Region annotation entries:
* Start *

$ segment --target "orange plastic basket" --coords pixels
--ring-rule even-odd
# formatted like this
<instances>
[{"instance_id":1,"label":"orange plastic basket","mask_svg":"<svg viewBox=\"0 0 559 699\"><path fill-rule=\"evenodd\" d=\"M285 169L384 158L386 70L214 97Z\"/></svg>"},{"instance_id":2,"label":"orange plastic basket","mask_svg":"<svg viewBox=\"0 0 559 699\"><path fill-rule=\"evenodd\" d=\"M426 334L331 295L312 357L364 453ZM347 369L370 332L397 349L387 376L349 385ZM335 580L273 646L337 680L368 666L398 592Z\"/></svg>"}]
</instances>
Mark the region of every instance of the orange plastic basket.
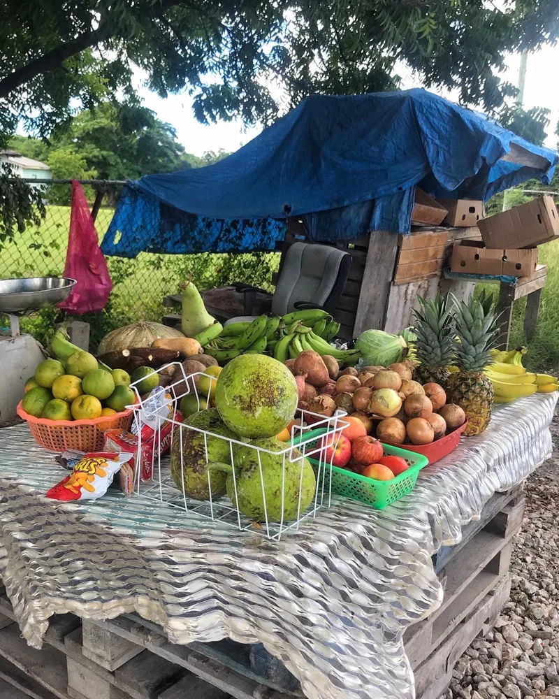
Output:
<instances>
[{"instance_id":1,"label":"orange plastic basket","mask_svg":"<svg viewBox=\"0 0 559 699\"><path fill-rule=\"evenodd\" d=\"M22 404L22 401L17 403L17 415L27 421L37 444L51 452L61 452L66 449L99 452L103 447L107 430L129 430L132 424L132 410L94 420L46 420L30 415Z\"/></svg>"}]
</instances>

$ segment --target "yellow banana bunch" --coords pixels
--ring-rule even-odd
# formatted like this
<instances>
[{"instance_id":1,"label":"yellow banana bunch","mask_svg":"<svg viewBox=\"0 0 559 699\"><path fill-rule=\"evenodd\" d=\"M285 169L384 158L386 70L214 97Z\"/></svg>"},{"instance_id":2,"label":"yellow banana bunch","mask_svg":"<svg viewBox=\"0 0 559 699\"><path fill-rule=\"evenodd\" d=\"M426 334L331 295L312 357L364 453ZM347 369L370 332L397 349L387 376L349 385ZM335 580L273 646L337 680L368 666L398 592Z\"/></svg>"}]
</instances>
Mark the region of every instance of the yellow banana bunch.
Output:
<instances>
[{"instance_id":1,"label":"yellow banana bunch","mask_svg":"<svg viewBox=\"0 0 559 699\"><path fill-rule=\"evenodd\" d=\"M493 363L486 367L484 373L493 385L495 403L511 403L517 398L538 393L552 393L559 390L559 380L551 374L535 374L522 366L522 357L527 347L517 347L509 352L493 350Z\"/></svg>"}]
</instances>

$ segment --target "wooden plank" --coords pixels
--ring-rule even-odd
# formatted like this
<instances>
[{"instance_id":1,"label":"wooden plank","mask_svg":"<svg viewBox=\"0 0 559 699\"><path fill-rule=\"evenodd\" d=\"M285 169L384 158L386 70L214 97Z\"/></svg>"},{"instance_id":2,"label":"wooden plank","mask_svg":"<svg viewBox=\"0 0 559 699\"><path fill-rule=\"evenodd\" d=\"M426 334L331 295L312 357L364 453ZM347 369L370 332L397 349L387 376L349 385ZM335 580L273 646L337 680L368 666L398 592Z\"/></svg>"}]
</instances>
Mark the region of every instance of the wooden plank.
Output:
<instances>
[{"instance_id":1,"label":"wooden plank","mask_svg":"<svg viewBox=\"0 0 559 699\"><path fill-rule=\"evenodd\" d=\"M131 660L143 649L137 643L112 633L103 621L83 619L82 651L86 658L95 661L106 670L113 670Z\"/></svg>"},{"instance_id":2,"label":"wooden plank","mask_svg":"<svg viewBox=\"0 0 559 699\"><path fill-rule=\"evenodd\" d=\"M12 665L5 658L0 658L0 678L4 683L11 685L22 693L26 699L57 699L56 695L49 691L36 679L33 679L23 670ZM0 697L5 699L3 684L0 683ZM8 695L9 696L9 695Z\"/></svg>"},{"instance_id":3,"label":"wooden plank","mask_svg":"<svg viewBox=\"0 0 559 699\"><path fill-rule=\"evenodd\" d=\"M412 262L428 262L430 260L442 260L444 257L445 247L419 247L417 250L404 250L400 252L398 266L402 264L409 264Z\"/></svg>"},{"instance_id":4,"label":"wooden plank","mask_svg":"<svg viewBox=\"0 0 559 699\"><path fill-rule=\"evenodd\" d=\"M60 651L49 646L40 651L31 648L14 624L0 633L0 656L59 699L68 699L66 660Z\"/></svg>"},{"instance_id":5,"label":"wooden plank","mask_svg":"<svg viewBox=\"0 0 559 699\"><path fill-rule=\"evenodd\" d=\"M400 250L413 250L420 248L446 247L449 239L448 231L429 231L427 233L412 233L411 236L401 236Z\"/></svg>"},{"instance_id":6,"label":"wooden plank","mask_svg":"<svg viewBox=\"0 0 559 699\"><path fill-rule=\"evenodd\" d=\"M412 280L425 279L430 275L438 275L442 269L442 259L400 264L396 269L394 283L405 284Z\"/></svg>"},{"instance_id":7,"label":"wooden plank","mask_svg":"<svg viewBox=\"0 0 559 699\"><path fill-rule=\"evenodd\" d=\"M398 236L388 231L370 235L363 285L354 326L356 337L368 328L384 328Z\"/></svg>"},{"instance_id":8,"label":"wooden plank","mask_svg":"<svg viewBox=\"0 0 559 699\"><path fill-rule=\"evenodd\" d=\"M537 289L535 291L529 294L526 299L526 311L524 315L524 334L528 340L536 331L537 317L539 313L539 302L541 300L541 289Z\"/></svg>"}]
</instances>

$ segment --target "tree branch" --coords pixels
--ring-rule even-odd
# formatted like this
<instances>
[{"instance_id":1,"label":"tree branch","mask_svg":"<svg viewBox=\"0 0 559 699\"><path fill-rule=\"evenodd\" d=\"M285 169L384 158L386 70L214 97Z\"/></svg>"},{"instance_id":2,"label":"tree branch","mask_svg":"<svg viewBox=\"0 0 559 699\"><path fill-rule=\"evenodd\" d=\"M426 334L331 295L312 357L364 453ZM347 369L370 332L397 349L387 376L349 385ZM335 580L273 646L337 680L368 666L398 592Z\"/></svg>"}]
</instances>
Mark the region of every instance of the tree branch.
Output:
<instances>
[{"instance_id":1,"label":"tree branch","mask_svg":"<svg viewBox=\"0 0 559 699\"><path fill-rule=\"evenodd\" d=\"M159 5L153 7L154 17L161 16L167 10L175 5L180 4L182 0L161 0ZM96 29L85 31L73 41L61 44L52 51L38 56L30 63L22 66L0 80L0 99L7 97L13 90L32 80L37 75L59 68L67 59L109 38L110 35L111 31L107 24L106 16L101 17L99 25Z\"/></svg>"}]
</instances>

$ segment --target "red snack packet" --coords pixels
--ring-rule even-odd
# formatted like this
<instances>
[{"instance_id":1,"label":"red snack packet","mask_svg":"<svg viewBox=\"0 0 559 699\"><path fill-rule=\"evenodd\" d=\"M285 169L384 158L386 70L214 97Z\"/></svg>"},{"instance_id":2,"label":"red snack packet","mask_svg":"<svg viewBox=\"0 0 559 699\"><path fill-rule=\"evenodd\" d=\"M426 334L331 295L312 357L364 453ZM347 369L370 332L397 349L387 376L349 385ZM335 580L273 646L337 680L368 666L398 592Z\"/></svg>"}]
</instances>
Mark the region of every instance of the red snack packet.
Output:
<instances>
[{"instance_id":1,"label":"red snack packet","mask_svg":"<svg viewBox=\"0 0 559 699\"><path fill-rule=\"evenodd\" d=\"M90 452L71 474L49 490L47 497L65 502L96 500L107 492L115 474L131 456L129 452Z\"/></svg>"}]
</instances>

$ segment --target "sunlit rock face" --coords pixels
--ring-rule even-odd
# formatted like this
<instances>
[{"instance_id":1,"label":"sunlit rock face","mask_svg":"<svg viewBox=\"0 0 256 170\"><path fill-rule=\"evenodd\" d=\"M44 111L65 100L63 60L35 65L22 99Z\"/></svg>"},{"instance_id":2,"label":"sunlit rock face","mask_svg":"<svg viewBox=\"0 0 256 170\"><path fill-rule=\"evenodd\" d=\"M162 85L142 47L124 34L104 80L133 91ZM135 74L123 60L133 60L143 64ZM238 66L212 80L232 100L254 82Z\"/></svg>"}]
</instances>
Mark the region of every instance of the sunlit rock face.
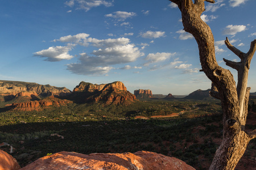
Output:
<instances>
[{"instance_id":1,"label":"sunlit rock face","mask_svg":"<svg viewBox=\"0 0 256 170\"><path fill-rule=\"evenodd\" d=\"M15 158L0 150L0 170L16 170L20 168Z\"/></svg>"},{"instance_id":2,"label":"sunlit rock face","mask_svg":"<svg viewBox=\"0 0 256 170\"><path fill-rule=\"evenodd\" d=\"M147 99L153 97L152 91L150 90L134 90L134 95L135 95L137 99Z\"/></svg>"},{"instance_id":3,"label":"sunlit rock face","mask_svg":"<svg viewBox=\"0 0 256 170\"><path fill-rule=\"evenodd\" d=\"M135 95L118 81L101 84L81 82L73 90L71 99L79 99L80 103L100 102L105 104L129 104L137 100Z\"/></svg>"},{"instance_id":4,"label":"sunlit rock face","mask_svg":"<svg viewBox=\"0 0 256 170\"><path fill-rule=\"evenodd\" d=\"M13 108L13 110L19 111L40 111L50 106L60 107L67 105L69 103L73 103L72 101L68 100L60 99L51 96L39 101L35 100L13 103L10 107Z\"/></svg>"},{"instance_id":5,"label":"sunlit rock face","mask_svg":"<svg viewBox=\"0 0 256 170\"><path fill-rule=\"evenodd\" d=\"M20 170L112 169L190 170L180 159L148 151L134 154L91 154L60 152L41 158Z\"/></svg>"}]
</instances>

* End *
* Start *

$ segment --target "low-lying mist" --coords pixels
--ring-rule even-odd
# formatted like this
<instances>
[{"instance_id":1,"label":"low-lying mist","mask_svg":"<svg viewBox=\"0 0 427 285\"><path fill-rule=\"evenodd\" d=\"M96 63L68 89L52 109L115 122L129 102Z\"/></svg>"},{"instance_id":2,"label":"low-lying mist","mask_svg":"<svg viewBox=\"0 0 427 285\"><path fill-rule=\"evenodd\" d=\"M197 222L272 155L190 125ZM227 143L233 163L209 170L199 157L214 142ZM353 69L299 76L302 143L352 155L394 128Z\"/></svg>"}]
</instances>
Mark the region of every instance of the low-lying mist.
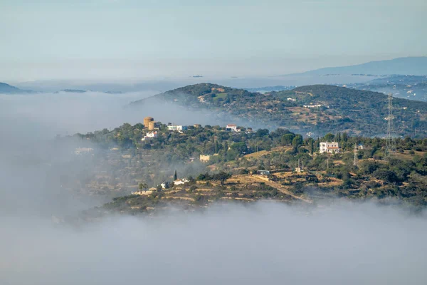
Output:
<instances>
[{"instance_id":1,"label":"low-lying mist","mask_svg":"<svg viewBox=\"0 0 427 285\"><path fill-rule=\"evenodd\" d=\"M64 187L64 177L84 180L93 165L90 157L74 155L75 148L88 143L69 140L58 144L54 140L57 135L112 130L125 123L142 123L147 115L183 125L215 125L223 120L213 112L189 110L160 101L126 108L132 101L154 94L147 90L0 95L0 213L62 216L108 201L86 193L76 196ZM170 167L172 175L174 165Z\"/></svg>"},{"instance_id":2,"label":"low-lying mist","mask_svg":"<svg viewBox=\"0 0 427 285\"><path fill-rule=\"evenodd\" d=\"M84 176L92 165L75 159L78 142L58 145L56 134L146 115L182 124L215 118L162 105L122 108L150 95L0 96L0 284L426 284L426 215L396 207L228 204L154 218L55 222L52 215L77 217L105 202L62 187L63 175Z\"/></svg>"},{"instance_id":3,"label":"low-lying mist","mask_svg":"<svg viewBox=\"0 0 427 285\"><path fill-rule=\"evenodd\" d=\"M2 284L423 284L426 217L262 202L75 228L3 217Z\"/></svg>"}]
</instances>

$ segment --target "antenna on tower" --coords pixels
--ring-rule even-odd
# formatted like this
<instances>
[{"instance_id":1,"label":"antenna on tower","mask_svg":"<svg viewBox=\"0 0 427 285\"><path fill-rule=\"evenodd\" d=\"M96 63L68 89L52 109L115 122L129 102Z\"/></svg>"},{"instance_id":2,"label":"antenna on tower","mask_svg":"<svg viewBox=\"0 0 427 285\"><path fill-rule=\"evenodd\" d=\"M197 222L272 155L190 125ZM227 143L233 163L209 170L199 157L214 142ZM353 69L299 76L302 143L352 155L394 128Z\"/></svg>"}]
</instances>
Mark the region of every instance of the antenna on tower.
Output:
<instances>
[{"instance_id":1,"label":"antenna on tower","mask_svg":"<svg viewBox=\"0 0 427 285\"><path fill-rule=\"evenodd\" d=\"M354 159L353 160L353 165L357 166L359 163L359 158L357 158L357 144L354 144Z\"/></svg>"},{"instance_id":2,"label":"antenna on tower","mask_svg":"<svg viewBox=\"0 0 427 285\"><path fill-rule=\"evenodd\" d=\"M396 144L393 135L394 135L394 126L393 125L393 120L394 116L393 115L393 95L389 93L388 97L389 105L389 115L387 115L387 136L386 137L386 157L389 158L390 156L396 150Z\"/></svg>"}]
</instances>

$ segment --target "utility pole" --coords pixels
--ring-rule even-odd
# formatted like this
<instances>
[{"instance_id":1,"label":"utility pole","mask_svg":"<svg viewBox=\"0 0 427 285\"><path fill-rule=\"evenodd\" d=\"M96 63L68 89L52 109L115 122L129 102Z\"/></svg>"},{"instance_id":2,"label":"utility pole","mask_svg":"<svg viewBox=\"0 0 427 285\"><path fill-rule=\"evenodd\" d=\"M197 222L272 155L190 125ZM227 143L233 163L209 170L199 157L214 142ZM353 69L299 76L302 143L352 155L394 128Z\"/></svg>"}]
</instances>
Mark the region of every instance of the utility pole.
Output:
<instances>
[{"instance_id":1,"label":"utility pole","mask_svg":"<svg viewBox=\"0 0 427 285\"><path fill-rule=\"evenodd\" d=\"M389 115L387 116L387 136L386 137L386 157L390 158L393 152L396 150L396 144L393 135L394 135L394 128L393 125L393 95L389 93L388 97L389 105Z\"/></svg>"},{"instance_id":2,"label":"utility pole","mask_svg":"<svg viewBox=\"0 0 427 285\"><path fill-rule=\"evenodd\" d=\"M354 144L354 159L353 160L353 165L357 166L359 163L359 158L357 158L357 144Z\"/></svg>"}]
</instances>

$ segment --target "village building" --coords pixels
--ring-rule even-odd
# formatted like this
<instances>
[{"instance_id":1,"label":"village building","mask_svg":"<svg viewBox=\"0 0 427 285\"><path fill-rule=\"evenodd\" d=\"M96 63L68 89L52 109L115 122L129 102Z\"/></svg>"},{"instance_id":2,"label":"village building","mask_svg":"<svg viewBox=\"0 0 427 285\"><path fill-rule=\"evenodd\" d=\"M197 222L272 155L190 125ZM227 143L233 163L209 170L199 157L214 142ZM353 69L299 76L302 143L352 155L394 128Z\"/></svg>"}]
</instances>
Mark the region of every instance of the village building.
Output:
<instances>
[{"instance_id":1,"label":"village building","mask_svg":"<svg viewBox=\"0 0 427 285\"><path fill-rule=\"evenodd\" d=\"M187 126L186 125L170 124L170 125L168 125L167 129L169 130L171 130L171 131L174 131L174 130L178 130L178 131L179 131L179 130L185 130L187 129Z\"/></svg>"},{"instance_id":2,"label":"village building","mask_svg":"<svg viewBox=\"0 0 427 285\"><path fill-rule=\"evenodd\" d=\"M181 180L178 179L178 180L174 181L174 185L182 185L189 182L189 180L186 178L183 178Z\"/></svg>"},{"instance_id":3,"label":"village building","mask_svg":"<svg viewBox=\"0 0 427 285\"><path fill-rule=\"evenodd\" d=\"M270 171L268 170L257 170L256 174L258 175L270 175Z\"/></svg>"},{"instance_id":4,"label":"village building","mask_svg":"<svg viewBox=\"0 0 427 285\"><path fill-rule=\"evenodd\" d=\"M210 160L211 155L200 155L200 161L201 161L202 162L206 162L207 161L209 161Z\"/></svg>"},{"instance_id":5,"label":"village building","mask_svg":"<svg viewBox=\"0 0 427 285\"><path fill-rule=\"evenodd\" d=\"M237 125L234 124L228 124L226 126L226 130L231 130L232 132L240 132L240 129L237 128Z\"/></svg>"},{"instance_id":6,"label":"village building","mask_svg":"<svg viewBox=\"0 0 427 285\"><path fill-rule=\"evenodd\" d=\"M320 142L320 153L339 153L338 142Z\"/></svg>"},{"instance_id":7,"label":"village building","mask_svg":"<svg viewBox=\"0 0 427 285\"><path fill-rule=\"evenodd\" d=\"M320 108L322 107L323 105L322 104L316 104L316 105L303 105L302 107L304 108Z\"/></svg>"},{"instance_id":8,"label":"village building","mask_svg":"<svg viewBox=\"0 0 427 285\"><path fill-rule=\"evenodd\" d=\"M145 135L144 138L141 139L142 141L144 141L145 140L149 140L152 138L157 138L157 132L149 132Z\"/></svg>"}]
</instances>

* End *
* Start *

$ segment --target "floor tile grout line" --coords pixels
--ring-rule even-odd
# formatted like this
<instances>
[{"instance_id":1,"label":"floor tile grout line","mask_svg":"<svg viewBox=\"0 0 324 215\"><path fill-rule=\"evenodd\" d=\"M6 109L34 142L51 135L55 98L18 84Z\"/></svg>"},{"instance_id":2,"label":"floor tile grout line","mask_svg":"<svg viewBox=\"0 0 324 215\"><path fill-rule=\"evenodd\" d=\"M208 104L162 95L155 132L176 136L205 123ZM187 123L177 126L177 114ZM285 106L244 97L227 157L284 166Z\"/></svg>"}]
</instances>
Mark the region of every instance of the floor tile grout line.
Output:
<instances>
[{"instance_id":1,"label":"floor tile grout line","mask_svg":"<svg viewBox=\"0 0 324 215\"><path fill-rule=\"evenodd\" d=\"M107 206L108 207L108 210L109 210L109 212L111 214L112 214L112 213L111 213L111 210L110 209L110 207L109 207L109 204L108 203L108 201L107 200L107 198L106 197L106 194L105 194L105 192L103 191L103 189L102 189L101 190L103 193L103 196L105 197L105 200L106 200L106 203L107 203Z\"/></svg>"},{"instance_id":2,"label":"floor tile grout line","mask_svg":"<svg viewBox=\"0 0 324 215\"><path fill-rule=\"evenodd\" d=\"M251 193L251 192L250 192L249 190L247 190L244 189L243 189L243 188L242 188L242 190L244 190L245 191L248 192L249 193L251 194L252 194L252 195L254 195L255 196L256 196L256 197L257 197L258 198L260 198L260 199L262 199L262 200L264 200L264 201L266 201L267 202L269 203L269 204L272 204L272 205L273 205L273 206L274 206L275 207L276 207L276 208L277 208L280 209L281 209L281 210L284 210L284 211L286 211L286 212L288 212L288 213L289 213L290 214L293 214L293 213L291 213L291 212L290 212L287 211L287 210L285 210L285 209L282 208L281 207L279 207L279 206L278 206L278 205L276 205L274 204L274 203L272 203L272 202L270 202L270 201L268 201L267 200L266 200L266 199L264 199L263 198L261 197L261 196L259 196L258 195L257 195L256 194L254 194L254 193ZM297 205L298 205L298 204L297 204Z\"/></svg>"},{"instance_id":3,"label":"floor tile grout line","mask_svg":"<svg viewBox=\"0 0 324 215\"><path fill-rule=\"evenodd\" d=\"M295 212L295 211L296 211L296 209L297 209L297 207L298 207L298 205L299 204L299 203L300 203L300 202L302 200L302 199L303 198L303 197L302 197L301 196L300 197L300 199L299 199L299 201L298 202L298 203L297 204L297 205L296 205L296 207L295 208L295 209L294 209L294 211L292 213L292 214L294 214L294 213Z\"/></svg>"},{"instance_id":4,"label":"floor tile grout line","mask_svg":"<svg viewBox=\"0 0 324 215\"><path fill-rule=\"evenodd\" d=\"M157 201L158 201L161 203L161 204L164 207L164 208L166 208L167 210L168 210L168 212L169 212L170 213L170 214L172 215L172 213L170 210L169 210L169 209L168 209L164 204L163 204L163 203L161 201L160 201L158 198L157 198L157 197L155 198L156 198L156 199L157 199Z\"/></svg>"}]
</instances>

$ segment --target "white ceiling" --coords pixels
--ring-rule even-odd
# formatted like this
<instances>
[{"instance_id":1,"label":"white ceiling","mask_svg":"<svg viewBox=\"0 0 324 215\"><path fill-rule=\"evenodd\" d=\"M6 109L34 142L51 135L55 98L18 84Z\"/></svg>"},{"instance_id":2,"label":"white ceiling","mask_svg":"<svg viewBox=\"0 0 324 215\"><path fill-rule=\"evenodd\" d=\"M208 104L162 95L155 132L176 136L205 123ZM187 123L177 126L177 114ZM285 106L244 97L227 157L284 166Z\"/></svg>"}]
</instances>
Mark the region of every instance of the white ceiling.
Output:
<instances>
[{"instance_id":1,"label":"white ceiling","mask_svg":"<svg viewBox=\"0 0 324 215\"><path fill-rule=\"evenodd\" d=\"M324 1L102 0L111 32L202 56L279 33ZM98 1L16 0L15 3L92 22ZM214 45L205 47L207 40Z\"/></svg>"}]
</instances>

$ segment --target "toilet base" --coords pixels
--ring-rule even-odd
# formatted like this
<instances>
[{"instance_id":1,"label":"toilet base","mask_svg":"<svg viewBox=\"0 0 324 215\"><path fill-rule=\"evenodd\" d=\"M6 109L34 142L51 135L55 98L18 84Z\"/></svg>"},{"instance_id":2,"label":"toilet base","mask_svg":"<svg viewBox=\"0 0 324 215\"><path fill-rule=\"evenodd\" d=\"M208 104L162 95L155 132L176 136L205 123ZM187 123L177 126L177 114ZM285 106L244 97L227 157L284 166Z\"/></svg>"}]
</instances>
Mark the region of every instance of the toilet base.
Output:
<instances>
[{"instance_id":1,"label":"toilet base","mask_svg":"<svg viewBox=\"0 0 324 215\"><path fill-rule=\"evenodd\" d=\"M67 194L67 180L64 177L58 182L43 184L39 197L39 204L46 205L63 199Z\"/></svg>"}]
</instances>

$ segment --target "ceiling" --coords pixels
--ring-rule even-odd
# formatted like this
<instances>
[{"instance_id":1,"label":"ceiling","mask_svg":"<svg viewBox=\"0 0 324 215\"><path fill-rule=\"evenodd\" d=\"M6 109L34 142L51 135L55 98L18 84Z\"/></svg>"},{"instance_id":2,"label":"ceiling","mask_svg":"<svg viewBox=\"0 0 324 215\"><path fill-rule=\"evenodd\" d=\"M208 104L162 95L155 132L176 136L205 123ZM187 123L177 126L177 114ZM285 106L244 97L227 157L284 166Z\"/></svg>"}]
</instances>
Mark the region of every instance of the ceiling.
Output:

* End *

Count the lines in the records above that contain the word "mist", and reply with the number alone.

SOLVED PROBLEM: 4